Urgent help and advice needed please, power supply suffered massive failure and now some of my drives are gone

Notice: Page may contain affiliate links for which we may earn a small commission through services like Amazon Affiliates or Skimlinks.

Road Hazard

Member
Feb 5, 2018
30
2
8
53
THANKFULLY, this wasn't my main server but it was a secondary server that I back the main one up to and it needs fixed ASAP.

It was a 4U Rosewill server (RSV-L4412U), using a Gigabyte ATX board and a Seasonic power supply. It's been humming along for years with zero problems and then today, the power supply suffered a massive failure. When I shake the ps, there's something lose in there. UPS flipped out, LOUD pop, etc., etc.

I put a new ps in the system and turned it back on to see what all was damaged. While Debian 11 is booting, I see this at the top of the screen for a while:
'mpt2sas_cm1: overriding NVDATA EEDPTagMode setting' ...... but eventually the OS loads and I'm at the desktop.

Looking in the 'Disks' app, I see that my MDADM array is offline (expected because....) of my 11, 8TB drives, only 8 are showing up. I have two, LSI 9207-8i HBA's installed. Card 1 has 2 SFF cables going to it (and controlling a total of 8 drives) and the 2nd card has 1 SFF cable (controlling 3 drives).

At this point you're probably thinking....."well duh, the card with the 3 drives is the culprit" but that's not so. Because the 3 drives that card 2 is controlling.... 2 of the 3 show up. And on the first card, 2 of the 8 drives it's controlling aren't showing up.

I pulled the drives from their disk trays and checked them individually in a USB dock on another system and the other Linux box was able to see that they're all part of an array so I'm fairly confident (crossing my finders) that the data on them is intact.

After some troubleshooting and sitting down to think, I don't believe the motherboard or HBAs are damaged. It's looking more and more like the back plane in the Rosewill is at fault. I think this because as I mentioned above, one of the HBAs can see 2 of its' 3 drives. If the PCI slots were damaged, I don't think EITHER HBA would work or either HBA would see ANY of their attached drives. Sure, I could do some more swapping of cards/drives but I don't want to spend any more time on it and I need to get the backup system up and running fast.

Would appreciate your thoughts on all that but my big question is this..... what's the best way out of this mess?

Option 1. $360 - Buy a new Rosewill RSV-L4412U and a new power supply :) and put everything back together.

Option 2. $219+$80+100=$400 Which is a SuperMicro CSE 826 12x+ 3, quiet, replacement fans (FAN-0104L4)+$100 (or so) for the quiet version of a power supply because stock SuperMicro power supplies are...... noisy. (Any problems with 8TB SATA drives with the SAS826A back plane?)

Option 3. $600 - Buy a CSE-847 (BPN-SAS3-846EL1 back plane). The reason I was thinking of this route is because I currently have 20'ish 4TB drives in my main server and I was thinking about expanding. I like using 4TB drives to reduce resilver times so I could move my existing motherboard into this new unit and take the guts from the Rosewill case and put them in my existing SC-846 chassis. BUT..... the CPU cooler I'm using in my 24 bay SC-846 won't fit in the SC-847 so I'll need a low profile cooler for my i7 7700K so not a huge deal, just mo' money. :(

So there you have it............ would greatly appreciate any and all comments!

Supplied data:
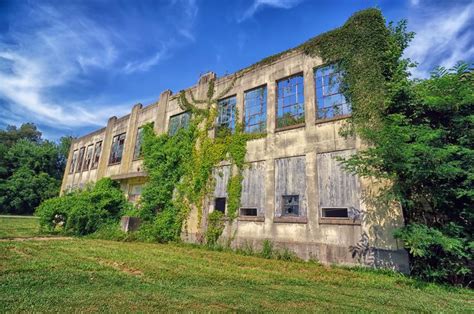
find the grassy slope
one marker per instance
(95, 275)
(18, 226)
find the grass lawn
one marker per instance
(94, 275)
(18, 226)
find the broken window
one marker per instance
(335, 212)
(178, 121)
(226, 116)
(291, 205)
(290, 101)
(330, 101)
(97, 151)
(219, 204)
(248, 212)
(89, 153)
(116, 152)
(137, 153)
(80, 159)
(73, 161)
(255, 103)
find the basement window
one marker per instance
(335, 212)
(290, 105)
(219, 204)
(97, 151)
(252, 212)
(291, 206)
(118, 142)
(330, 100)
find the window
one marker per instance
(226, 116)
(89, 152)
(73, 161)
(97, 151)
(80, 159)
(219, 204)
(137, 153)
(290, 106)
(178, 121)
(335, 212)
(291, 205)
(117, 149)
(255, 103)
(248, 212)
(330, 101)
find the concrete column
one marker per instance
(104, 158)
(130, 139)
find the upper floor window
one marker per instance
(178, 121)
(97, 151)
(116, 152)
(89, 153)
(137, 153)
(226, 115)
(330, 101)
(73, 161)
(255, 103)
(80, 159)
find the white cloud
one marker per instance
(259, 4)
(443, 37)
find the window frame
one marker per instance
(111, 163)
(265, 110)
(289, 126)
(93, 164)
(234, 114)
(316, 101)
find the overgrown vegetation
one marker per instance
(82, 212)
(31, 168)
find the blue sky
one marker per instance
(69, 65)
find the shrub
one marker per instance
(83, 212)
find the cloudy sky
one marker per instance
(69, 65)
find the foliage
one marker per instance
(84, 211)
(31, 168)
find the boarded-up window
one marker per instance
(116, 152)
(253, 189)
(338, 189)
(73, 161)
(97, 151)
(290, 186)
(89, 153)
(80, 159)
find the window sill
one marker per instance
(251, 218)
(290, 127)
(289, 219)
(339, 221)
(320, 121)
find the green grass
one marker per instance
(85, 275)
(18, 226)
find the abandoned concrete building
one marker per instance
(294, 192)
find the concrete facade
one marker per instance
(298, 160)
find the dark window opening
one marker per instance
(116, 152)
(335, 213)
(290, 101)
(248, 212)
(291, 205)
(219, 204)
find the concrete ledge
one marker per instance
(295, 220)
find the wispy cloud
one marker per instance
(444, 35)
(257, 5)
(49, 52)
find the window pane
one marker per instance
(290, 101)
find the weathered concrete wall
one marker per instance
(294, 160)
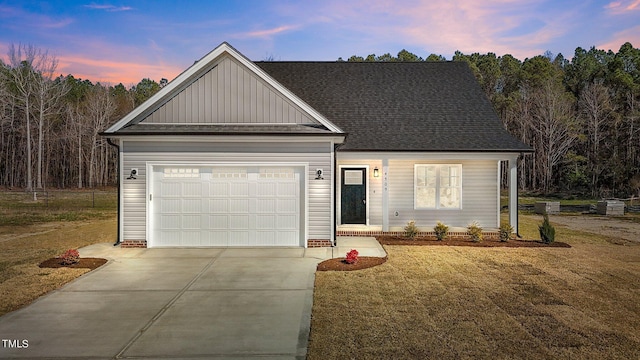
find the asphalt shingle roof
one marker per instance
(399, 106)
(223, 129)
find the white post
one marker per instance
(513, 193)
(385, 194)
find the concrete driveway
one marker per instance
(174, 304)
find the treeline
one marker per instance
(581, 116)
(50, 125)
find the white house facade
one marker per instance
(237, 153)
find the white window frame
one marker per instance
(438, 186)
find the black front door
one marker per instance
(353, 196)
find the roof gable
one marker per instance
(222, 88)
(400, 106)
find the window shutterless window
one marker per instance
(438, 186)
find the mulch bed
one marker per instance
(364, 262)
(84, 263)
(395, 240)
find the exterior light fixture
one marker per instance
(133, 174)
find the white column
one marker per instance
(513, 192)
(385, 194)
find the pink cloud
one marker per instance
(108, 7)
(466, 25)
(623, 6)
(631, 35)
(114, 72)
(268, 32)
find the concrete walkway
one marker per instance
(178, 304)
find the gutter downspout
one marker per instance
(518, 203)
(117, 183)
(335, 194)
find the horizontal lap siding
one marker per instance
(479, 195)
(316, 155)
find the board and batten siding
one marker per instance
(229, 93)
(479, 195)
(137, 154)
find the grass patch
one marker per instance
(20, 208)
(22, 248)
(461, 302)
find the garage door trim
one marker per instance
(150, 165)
* * *
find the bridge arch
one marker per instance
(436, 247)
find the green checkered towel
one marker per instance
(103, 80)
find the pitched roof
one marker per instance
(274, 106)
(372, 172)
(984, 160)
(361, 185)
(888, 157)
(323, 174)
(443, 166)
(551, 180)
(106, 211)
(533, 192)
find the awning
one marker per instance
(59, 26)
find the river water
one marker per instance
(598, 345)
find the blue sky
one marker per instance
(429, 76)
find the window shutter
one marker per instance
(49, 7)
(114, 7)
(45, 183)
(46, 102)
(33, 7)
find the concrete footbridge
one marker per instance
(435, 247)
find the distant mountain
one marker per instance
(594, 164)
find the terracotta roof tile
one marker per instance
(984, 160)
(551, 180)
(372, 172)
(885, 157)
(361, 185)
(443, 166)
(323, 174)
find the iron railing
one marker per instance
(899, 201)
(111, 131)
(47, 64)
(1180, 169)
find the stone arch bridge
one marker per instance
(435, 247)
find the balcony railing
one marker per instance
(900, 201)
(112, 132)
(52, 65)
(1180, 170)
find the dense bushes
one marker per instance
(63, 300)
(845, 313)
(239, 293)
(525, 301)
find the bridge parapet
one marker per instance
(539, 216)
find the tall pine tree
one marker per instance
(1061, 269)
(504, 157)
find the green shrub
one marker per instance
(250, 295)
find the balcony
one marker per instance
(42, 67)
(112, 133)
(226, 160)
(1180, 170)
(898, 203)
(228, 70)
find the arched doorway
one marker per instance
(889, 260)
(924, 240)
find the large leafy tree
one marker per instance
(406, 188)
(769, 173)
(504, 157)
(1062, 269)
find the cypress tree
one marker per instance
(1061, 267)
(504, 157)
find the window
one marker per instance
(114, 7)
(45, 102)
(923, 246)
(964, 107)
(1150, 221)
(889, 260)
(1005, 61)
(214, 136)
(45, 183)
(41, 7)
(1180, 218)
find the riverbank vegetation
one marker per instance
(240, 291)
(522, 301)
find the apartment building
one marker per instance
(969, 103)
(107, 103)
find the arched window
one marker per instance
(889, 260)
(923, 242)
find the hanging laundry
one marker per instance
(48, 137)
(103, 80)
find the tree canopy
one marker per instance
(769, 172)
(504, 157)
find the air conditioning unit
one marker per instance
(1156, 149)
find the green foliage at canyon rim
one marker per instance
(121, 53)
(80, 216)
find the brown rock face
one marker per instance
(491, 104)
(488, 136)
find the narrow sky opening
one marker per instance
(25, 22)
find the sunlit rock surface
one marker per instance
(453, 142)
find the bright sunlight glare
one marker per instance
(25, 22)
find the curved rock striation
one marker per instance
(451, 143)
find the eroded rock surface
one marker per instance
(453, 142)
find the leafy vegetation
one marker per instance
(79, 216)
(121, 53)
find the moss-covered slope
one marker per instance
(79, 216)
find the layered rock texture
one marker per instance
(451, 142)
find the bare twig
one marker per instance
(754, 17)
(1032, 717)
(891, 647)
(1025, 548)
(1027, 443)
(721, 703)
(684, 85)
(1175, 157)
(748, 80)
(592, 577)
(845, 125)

Stated task: In the forum post about the failed power supply, how many of the 8TB drives appeared in the Disks app after the new power supply was installed?

Expected answer: Only 8 of the 11 drives appeared.